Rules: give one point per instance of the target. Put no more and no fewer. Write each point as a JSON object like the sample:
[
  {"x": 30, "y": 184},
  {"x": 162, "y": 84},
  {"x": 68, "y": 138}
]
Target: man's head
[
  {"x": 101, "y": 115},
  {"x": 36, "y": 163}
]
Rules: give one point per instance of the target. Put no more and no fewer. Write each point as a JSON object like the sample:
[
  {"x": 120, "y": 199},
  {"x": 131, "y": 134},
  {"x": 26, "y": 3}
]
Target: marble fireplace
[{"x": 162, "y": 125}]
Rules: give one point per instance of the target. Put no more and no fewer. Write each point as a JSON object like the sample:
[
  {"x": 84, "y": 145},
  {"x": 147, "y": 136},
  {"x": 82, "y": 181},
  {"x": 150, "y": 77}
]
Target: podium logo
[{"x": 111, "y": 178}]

§

Can you set out every line of the data above as a numbered list, skipping any blank lines?

▶ **The answer**
1. Rules: give one point per instance of the target. Put no more and no fewer. Write each point as a JSON object like the sample:
2. [
3.   {"x": 30, "y": 184},
4.   {"x": 162, "y": 84},
5.   {"x": 68, "y": 138}
6. ]
7. Target: man's head
8. [
9.   {"x": 101, "y": 115},
10.   {"x": 36, "y": 163}
11. ]
12. Rules: give one point per instance of the target. Put no more and no fewer. Write each point as a JSON object like the sample:
13. [
14.   {"x": 120, "y": 199},
15.   {"x": 131, "y": 134},
16.   {"x": 26, "y": 3}
17. ]
18. Target: marble fireplace
19. [{"x": 162, "y": 125}]
20. Rules: give one point per instance of the target. Put no more and no fewer. Write each point as a JSON object like the sample:
21. [
22.   {"x": 84, "y": 145},
23.   {"x": 147, "y": 136},
24.   {"x": 82, "y": 181},
25.   {"x": 150, "y": 77}
26. ]
27. Target: podium logo
28. [{"x": 111, "y": 178}]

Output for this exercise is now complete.